SHORT PROBLEM> Reproduce every one of the entries below line for line, keeping each character unchanged.

INFORMATION GIVEN>
========================================

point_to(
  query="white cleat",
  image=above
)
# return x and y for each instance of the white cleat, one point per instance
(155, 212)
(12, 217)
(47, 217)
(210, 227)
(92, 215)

========================================

EXERCISE ANSWER>
point_to(
  query="white cleat",
  image=above
)
# return x and y for each instance of the white cleat, one point per instance
(155, 212)
(12, 217)
(47, 217)
(210, 227)
(92, 215)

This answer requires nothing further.